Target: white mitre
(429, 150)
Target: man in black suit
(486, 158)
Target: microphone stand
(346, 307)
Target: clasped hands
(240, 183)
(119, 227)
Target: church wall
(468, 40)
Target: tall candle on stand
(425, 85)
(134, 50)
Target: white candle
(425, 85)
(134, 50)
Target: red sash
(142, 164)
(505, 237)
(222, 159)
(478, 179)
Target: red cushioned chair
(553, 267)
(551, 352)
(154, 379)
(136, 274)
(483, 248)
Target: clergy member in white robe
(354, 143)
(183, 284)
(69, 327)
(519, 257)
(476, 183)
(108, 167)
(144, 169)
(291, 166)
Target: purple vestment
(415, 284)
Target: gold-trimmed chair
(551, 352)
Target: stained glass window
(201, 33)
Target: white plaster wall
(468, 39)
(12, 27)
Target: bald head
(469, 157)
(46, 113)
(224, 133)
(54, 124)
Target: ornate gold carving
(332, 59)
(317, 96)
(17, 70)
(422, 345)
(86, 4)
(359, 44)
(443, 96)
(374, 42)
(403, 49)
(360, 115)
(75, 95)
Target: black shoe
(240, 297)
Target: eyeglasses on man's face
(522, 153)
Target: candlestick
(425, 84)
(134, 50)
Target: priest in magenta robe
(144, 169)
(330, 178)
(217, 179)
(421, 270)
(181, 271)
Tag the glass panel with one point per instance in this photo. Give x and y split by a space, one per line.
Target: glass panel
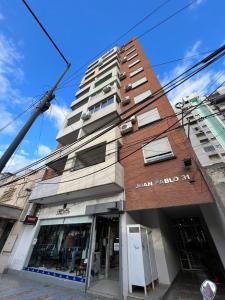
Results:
62 248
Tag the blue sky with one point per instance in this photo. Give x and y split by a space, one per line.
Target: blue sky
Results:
29 64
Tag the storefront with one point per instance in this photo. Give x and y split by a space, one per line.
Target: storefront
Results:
79 242
61 248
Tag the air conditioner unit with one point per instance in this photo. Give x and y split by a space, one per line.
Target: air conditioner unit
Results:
128 87
86 115
126 128
133 119
125 100
100 62
123 60
122 76
107 89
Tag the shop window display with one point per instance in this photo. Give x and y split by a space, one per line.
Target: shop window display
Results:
62 248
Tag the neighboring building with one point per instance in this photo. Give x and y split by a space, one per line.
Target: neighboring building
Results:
14 207
93 204
207 134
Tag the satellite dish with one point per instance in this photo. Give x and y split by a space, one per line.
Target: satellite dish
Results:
208 290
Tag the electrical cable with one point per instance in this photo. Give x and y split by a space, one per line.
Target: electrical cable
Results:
45 31
76 84
117 40
149 30
138 141
21 113
122 120
155 100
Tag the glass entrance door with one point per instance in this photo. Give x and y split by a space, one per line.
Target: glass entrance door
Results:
105 251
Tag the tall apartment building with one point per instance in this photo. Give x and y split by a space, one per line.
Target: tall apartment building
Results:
107 222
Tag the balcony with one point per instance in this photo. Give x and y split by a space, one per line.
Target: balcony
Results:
87 173
70 187
101 95
45 189
101 118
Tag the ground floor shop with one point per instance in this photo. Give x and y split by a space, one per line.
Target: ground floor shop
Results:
107 252
81 248
5 228
184 239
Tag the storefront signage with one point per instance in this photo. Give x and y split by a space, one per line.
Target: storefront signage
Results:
30 220
166 180
63 211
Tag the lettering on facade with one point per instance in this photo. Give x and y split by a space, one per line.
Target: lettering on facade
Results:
63 211
166 180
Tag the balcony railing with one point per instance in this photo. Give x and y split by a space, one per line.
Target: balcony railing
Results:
45 189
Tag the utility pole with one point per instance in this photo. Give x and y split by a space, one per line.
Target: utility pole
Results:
42 106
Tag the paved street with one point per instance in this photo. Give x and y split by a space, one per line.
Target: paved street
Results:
13 287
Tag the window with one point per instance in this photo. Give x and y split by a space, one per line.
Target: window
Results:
148 117
114 58
142 96
134 63
90 157
131 51
214 156
209 148
107 77
132 56
200 134
204 141
74 119
93 64
157 150
81 93
101 105
81 103
139 82
136 71
89 75
218 146
130 47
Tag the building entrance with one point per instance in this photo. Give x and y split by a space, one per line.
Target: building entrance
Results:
195 247
104 273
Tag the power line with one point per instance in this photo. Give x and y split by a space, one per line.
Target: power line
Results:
135 111
119 160
152 66
20 114
177 84
166 19
46 33
142 140
141 21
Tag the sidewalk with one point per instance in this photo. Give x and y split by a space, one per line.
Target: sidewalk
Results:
15 288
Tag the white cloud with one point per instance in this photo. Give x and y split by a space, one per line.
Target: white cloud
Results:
57 114
201 83
18 161
43 150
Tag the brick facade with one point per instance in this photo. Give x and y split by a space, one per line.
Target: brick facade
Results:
175 191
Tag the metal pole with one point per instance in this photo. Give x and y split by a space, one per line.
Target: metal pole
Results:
43 105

○ ○ ○ ○ ○ ○ ○

Set down, exactly and in full, the lines from the one containing "Tag the building" through the end of the entries; no other line belongs.

Tag the building entrance with one point per instance in this photo. Give x and y split by a space, one per line.
Target: building entrance
Results:
195 247
104 273
Tag the power line with one point per instance in this photo. Give x and y split by a space, one per line.
Target: power line
Results:
135 111
119 160
152 66
20 114
177 84
166 19
46 33
142 140
141 21
Tag the sidewalk with one point per instance in this photo. Give x and y split by a space, one per line.
Target: sidewalk
Results:
15 288
Tag the white cloud with one point per instance in this photo. Give x and y split by a space, one per line.
Target: white cloud
Results:
57 114
201 83
18 161
43 150
Tag the brick facade with one point per instance in this photo. Give x and y split by a space, one per line.
Target: brick facade
Results:
175 191
Tag the metal pole with one point per instance in this photo. Give x and y split by a space, one per line.
Target: metal pole
Results:
43 105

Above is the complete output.